Locate every line of the listing below that contains the word "concrete" and copy each such line out in full. Case matters when matching.
□ □ □
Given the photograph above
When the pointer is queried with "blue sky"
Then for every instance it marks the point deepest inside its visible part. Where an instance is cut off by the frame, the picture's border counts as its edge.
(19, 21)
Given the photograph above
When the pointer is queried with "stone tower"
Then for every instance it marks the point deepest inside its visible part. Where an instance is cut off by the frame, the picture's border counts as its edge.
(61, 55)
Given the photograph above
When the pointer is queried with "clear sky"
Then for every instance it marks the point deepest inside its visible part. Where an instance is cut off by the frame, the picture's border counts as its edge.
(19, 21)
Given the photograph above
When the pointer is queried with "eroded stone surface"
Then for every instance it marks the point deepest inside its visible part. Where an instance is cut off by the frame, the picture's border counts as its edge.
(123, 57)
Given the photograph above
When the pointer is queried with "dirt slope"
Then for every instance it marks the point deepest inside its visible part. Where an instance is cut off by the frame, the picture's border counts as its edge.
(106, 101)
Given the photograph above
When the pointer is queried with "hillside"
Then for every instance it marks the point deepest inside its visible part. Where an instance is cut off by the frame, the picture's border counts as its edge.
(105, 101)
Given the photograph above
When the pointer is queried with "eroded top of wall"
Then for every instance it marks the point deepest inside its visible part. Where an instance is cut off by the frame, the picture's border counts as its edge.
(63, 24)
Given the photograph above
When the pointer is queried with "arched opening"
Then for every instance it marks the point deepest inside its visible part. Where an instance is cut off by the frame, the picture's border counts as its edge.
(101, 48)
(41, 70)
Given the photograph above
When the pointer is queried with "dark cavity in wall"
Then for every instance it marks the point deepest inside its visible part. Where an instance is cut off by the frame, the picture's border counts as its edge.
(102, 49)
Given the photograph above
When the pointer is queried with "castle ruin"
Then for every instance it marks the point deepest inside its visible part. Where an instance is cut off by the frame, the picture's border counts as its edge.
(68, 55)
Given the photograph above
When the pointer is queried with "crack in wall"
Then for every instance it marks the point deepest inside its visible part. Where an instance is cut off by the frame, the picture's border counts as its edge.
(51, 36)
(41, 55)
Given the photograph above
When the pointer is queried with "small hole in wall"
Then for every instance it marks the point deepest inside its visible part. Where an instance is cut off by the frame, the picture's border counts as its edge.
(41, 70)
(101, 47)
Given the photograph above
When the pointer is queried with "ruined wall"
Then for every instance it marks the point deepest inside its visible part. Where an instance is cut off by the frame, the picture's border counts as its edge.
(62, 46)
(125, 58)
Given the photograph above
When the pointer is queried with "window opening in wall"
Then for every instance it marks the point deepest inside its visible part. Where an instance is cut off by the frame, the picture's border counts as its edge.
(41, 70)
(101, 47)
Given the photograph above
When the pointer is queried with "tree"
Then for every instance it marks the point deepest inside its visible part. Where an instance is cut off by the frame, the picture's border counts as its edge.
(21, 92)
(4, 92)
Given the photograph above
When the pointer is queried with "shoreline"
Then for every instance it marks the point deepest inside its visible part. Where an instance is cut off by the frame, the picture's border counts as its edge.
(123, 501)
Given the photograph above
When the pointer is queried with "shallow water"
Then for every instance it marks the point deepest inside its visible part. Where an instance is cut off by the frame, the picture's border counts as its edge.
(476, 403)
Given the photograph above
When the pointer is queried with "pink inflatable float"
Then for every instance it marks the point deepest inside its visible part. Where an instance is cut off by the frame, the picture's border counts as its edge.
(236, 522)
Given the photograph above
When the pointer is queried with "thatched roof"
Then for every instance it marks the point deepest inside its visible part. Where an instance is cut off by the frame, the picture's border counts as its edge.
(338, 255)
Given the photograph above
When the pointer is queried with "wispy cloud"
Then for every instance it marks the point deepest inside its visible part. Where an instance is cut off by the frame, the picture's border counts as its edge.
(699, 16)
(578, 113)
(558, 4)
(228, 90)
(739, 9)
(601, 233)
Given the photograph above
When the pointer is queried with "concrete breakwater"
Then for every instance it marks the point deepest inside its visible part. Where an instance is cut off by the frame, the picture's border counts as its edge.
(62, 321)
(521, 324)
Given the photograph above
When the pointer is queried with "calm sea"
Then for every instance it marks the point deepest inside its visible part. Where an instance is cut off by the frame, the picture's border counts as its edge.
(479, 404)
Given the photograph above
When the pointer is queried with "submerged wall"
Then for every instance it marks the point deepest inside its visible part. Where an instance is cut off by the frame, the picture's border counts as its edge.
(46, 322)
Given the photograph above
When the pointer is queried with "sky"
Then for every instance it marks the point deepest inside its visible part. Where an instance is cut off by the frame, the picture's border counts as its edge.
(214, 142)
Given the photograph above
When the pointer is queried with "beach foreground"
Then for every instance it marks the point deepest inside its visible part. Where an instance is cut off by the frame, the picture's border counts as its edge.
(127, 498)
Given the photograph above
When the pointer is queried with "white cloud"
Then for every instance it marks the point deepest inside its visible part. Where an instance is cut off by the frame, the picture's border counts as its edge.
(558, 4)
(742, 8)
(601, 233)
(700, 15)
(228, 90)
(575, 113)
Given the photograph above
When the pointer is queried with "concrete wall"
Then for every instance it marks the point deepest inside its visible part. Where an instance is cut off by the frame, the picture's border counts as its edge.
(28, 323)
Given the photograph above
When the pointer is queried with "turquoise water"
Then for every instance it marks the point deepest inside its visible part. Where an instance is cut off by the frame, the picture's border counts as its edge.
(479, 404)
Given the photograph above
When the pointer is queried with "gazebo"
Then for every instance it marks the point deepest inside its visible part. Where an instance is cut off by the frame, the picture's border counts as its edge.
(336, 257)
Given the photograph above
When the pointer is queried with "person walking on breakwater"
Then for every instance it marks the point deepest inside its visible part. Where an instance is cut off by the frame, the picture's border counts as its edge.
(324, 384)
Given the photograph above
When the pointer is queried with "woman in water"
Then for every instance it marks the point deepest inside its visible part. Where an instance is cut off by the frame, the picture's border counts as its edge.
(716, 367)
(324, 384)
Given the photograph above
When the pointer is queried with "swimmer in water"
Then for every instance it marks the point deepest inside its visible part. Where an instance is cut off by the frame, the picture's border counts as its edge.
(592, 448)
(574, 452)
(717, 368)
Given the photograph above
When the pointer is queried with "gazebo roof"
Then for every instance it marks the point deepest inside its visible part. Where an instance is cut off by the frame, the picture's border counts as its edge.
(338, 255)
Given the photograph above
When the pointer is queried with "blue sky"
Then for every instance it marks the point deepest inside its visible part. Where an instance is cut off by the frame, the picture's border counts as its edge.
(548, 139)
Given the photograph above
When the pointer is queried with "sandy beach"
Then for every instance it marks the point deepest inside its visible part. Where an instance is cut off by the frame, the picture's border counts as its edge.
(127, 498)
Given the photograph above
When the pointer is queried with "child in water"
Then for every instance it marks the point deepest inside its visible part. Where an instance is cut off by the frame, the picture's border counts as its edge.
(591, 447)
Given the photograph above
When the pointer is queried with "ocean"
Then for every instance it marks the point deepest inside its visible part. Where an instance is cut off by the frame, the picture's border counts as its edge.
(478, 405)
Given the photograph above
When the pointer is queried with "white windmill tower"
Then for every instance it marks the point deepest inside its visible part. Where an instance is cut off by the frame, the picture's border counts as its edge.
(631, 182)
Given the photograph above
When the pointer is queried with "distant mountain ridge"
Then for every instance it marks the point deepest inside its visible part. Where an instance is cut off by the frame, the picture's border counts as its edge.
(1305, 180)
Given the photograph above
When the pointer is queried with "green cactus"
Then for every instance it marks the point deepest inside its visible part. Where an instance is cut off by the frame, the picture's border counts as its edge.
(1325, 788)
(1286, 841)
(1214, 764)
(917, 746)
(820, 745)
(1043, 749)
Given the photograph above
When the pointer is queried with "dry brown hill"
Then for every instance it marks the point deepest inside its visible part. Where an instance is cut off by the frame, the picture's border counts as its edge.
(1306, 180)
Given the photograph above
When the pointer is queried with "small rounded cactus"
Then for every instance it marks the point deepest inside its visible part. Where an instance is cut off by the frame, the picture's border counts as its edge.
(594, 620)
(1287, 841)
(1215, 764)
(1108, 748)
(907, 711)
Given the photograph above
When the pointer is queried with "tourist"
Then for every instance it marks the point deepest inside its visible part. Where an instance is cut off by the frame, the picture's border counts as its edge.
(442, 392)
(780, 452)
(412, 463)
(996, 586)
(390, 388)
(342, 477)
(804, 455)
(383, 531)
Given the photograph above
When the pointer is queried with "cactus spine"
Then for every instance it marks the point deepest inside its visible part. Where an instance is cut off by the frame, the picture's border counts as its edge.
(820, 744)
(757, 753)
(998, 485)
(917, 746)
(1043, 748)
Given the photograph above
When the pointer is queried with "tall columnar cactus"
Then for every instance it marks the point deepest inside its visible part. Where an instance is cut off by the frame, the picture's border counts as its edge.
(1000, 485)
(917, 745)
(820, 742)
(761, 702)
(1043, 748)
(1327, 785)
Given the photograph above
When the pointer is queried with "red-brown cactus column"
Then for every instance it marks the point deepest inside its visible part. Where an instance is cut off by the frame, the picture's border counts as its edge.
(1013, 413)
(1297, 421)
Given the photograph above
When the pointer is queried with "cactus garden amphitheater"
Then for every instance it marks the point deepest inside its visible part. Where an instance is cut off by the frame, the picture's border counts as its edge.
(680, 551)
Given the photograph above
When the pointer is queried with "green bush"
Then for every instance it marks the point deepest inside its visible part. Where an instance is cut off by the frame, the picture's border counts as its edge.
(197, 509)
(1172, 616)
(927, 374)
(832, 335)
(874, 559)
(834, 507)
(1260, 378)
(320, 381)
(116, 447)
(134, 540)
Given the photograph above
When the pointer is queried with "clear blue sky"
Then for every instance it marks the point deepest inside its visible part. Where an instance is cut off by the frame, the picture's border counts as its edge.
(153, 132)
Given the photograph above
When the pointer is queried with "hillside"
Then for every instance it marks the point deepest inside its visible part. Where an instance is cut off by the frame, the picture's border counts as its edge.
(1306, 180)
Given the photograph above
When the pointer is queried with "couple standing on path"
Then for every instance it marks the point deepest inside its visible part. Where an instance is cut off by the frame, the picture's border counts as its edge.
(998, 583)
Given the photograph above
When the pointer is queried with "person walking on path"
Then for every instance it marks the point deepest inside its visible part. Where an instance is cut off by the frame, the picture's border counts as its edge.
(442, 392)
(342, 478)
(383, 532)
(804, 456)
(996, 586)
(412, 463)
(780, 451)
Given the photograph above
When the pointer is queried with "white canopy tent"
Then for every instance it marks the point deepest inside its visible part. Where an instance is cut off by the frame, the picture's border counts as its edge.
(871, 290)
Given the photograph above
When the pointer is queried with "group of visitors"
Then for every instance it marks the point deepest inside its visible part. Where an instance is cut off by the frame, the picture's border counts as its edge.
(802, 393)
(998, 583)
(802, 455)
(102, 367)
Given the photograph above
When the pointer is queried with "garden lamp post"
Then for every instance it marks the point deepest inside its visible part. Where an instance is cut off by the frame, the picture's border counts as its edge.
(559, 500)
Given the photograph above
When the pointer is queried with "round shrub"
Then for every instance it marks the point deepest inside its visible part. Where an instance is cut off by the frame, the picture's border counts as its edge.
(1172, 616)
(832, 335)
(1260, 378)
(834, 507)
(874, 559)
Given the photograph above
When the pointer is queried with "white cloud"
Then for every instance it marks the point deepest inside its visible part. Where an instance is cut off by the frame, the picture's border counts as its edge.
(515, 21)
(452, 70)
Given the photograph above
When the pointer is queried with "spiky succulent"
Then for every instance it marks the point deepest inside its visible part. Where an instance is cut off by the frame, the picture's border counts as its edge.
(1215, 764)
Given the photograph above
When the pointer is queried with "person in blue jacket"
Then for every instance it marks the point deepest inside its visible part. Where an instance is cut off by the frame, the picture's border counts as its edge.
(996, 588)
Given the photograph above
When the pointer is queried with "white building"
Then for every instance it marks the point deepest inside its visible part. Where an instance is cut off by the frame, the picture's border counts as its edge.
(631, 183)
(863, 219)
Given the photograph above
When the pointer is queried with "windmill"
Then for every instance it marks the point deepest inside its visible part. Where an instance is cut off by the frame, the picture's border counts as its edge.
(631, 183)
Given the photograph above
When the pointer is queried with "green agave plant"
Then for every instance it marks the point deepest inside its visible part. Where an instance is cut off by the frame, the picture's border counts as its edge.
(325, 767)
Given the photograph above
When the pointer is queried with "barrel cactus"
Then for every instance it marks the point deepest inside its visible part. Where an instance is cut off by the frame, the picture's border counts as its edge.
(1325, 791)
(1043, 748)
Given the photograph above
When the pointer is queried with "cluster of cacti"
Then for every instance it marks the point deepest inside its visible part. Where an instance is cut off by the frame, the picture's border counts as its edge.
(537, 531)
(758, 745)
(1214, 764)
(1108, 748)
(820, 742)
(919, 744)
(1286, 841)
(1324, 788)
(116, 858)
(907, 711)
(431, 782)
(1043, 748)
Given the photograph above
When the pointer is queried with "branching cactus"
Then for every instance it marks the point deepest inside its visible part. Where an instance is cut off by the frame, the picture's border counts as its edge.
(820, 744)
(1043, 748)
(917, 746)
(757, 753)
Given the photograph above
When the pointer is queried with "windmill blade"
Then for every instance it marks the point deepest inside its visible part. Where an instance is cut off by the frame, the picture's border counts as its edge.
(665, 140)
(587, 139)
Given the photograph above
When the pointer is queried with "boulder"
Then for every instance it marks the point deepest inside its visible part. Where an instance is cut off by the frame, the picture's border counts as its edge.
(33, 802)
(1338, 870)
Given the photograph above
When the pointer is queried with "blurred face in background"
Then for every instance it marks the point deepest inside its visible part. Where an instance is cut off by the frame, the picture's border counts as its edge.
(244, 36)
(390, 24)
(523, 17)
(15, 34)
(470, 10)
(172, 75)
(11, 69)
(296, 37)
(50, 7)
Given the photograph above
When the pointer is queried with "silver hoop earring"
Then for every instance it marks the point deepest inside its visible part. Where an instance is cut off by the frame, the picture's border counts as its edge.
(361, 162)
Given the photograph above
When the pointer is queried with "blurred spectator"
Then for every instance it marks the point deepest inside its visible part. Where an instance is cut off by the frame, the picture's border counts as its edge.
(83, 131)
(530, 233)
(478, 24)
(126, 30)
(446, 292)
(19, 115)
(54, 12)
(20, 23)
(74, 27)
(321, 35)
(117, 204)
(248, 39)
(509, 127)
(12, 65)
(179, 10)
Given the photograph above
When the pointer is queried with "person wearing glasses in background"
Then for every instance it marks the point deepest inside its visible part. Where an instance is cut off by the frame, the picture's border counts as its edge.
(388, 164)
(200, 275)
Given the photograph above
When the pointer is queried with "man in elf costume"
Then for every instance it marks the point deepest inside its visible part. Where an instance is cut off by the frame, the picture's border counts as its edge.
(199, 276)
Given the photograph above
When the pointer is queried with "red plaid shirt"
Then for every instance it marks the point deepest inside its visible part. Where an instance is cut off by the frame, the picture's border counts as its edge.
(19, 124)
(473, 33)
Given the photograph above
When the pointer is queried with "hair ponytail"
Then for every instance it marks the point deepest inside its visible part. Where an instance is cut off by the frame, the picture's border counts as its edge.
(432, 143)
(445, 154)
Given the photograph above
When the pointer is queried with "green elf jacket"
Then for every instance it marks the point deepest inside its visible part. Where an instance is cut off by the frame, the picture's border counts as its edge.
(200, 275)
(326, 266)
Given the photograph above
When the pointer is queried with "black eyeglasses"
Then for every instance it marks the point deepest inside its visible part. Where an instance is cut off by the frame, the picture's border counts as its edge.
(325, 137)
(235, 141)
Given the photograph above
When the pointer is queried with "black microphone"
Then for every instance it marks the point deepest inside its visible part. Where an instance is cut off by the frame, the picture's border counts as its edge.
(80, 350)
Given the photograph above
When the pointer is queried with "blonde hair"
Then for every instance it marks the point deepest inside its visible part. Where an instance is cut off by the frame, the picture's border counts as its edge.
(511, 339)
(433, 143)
□ □ □
■ **EXERCISE RESPONSE**:
When the pointer is queried with "concrete breakwater"
When the pointer is queried with "concrete wall"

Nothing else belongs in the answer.